* _EXCERPT_
>>>>>

Fact or Myth: Can Lucid Dreaming Help You Heal?
This is FACT.
Our bodies are finely tuned machines that operate with precision and purpose, and the process of dreaming is no exception. Dreams are a reflection of how we perceive the circumstances of our lives…of how we are registering external experiences internally. That’s why dreams are such a meaty topic of analysis for psychotherapists, because often what shows up in our dreams are emotions or thoughts that are stifled deep inside our subconscious during waking hours. Dreaming accesses these repressed internal stressors, desires, or emotions.
Some people can consciously control their dreamscape at will. It’s called lucid dreaming, and every one of us can learn to some degree to foster a more interactive relationship with our dreams in order to accelerate emotional healing.
Lucid dreaming occurs when you realize you are dreaming while you are in a dream. As long as you’re aware of the dream as it is happening, you’re a lucid dreamer. Adept practitioners of lucid dreaming attempt to guide their dreams. For instance, if you’re battling recurring nightmares and have mastered lucid dreaming, you can guide your dream so that you confront the “terror.” In fact, studies have shown that lucid dreaming can help treat anxiety disorders linked to recurring dreams and nightmares.
Likewise, a lucid dreamer can spin the dream so that they soar through the sky or walk on water. You can use lucid dreaming to bust through blocks to creativity, or deal with unresolved issues from past lovers. Once you’ve mastered lucid dreaming, there’s no limit to where your dreams can take you.
There’s not a lot of research on lucid dreaming, namely because it’s difficult to find subjects who can lucid dream at will under the constraints of laboratory setting and testing. However, several studies confirm positive benefits.
Psychologists from the University of Lincoln in England published a study in Dreaming, the journal of the American Psychological Association, which showed that people who regularly lucid dream are better at cognitive tasks that involve insight, like problem solving.

<<<<<

[Natural language descriptions of regions]
>>>>>

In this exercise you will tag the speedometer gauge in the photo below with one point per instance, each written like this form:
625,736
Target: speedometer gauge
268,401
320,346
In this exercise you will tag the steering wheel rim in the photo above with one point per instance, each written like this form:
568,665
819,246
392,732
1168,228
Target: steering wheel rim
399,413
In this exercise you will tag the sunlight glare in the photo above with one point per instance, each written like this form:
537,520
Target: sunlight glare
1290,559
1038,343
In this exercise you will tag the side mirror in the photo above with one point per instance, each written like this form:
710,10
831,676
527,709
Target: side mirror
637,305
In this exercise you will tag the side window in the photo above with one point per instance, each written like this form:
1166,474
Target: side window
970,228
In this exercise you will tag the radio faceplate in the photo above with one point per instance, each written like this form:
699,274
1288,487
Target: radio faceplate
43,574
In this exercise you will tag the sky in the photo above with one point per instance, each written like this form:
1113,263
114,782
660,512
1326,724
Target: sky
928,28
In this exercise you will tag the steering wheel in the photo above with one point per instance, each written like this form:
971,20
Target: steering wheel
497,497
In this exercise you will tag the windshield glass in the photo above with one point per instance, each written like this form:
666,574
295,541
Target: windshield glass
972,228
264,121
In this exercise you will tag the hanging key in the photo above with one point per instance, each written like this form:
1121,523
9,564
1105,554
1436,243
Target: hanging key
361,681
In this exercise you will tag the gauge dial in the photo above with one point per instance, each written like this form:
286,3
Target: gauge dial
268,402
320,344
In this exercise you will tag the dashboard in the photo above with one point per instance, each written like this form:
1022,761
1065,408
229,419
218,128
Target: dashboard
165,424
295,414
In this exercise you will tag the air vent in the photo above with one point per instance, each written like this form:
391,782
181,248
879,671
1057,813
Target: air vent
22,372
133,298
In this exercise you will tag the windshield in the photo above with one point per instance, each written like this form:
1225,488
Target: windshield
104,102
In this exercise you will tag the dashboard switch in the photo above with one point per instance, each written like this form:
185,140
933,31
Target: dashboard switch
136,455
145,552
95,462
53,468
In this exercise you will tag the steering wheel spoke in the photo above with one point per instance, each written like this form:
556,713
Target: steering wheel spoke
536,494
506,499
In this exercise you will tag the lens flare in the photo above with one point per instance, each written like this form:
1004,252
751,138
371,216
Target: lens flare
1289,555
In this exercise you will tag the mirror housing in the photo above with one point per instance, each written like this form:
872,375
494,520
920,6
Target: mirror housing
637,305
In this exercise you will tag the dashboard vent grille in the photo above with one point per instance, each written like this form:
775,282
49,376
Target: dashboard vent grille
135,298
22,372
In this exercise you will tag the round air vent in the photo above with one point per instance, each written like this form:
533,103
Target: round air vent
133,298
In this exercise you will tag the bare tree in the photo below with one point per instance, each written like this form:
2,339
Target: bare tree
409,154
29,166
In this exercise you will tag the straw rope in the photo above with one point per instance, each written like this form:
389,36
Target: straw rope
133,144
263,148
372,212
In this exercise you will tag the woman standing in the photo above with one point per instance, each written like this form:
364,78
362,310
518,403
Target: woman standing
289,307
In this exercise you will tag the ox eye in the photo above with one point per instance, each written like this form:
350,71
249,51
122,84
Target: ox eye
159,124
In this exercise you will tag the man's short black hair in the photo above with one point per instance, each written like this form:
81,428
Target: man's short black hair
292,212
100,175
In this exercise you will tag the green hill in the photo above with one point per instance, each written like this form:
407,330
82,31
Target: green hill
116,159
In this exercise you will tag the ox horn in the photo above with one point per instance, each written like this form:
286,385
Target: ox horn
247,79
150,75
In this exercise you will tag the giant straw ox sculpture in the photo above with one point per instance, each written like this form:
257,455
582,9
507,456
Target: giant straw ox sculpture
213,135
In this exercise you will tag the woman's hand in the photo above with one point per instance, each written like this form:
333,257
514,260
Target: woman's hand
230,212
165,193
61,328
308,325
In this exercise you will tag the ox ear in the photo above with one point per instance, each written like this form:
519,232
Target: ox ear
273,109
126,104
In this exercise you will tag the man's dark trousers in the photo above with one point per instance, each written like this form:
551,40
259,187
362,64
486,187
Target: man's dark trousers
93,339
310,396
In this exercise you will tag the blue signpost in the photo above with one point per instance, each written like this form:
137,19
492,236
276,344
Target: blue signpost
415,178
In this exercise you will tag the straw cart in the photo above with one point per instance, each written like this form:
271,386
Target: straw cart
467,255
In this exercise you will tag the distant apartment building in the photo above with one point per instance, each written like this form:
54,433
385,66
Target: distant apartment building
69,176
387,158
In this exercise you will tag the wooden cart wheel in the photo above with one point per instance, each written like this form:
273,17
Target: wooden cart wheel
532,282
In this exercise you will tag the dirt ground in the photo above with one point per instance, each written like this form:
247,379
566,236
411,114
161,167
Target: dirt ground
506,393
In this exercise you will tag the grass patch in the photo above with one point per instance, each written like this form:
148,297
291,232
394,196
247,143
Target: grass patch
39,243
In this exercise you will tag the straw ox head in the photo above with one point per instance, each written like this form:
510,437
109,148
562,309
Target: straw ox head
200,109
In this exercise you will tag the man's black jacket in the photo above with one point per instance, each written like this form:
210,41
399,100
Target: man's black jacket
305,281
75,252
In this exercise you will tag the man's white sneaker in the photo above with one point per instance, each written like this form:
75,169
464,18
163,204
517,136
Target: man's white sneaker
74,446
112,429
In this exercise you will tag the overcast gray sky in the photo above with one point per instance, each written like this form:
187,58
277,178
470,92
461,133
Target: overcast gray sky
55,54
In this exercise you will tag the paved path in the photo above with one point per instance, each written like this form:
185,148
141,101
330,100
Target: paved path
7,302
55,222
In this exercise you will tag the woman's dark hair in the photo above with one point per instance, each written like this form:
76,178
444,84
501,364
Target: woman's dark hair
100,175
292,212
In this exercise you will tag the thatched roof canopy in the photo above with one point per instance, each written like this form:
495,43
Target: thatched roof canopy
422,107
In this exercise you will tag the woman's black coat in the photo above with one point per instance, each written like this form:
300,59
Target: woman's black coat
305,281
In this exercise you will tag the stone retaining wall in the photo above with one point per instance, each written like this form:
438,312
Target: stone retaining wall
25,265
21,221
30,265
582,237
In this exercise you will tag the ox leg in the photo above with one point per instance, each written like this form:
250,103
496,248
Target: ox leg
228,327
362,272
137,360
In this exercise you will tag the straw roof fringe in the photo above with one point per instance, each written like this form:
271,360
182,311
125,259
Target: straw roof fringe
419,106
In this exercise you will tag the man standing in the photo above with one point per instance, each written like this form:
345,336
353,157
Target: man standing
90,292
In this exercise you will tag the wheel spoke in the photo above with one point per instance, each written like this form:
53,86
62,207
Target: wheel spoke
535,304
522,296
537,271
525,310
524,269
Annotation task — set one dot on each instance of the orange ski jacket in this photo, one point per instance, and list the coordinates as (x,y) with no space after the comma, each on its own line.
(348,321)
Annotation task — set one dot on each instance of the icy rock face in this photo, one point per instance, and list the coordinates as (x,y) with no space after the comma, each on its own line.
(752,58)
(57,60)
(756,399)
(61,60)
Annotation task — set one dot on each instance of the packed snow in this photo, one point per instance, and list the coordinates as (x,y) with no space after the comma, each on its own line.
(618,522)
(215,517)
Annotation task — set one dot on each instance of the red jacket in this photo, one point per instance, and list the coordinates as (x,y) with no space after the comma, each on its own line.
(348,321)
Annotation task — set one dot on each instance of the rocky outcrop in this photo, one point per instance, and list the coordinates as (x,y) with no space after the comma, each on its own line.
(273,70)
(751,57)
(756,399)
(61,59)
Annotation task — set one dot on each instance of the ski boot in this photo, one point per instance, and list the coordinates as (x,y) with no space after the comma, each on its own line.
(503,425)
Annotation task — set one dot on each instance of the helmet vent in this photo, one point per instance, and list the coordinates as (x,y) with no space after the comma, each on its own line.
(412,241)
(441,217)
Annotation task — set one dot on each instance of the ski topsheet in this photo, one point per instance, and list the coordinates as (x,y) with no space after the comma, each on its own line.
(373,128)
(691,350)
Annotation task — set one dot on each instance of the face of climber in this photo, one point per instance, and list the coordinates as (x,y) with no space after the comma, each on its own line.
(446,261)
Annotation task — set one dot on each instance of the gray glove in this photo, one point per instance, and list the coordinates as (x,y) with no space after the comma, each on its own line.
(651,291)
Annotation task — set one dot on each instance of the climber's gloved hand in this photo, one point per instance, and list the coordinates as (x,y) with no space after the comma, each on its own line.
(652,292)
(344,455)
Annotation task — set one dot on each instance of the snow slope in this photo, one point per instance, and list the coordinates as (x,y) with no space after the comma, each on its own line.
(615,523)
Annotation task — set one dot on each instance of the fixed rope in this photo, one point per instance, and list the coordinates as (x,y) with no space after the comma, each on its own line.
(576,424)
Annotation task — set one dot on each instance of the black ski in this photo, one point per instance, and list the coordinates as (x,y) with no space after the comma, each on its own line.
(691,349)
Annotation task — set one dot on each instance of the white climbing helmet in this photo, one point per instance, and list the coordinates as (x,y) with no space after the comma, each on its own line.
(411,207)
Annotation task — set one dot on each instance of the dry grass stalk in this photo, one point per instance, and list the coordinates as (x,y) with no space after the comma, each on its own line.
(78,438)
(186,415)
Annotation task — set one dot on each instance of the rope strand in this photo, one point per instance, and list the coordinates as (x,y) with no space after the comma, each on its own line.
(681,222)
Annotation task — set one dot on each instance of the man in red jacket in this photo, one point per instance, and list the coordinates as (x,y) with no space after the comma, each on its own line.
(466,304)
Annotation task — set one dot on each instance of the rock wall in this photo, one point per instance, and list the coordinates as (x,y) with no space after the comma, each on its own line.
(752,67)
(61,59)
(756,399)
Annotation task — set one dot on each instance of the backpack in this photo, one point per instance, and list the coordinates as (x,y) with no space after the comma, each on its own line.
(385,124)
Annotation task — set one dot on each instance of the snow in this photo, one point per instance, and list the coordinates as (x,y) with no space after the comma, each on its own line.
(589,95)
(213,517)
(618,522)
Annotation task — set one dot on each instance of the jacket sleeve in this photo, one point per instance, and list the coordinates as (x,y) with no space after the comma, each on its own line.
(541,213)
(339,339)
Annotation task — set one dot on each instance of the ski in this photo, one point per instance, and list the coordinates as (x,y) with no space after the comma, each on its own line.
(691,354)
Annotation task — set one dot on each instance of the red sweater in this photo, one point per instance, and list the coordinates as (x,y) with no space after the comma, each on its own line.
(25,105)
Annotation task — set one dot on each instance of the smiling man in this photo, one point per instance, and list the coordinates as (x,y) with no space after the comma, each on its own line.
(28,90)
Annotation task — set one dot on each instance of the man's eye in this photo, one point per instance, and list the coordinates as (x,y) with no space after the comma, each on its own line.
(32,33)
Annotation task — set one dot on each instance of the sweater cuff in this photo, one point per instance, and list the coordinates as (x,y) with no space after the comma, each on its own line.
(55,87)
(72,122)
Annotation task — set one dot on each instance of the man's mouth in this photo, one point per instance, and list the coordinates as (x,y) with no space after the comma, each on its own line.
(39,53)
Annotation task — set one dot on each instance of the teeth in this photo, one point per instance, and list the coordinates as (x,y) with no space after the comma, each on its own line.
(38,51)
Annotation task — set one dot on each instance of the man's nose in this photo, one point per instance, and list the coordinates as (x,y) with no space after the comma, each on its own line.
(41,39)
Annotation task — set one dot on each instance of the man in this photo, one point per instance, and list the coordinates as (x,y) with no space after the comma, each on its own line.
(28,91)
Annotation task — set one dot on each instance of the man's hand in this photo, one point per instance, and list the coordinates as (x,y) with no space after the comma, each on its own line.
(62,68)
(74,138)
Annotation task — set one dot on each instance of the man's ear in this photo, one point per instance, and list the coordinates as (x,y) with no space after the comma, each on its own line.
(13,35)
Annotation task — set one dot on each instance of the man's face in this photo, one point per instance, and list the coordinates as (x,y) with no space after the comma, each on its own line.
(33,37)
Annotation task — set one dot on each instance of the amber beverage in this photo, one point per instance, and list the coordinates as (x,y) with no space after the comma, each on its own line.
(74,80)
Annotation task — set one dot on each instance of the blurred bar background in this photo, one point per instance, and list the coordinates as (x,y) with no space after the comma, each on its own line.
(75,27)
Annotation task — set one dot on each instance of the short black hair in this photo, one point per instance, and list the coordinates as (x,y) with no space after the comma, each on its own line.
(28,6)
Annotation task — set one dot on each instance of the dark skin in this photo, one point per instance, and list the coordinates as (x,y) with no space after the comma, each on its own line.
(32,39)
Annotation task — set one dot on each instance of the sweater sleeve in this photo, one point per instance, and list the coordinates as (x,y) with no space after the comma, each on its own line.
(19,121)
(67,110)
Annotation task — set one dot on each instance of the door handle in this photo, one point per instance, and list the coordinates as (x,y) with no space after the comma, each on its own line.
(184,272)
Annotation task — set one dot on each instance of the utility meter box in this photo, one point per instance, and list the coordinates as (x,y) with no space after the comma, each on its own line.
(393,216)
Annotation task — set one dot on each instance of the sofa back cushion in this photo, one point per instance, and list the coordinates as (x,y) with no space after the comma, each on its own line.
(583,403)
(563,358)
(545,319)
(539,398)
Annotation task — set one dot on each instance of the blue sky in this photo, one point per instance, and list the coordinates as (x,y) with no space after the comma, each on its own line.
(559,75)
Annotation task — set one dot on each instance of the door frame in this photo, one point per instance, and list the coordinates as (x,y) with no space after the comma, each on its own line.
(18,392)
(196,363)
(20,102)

<<<<<

* _TASKS TO COMPLETE_
A – Rewrite the lucid dreaming article starting at "Some people can" and ending at "accelerate emotional healing.", swapping "emotional healing" for "personal growth".
B – Pick up the lucid dreaming article where it stops and carry it forward.

* _RESPONSES IN ORDER_
A –
Some people can consciously control their dreamscape at will. It’s called lucid dreaming, and every one of us can learn to some degree to foster a more interactive relationship with our dreams in order to accelerate personal growth.

B –
A 2010 study published in Sport Psychologist demonstrated that people who dreamed of practicing a specific skill—in this particular case throwing coins into coffee cups—showed improved skills the following morning, compared with non-lucid dreamers.
A study conducted by Max Planck Institute in Germany showed that when lucid dreamers clenched their fists from left to right during lucid dreaming, it activated the same parts of the brain during REM sleep as it did when the lucid dreamers clenched their fists from left to right while awake.
Preliminary studies suggest that lucid dreaming can help improve depression and overall mental health by instilling a sense of self-control in patients.
How to Lucid Dream
Even if you’ve never had a lucid dream, you can still become a lucid dreamer and work to master the healing effects with the following tips.
Cultivate awareness in your waking hours by becoming more present and aware of details in your environment. You can then carry this attention to detail with you into the dreamscape. Noticing any details out of the ordinary while you are dreaming can help activate lucid dreaming.
Start wearing a designated piece of dream jewelry to bed at night—like a ring, necklace, or even a piece of string tied around your wrist. When you see this object in the dream, you know you are lucid dreaming!
You can also use herbs, crystals, and essential oils to heighten your ability to lucid dream.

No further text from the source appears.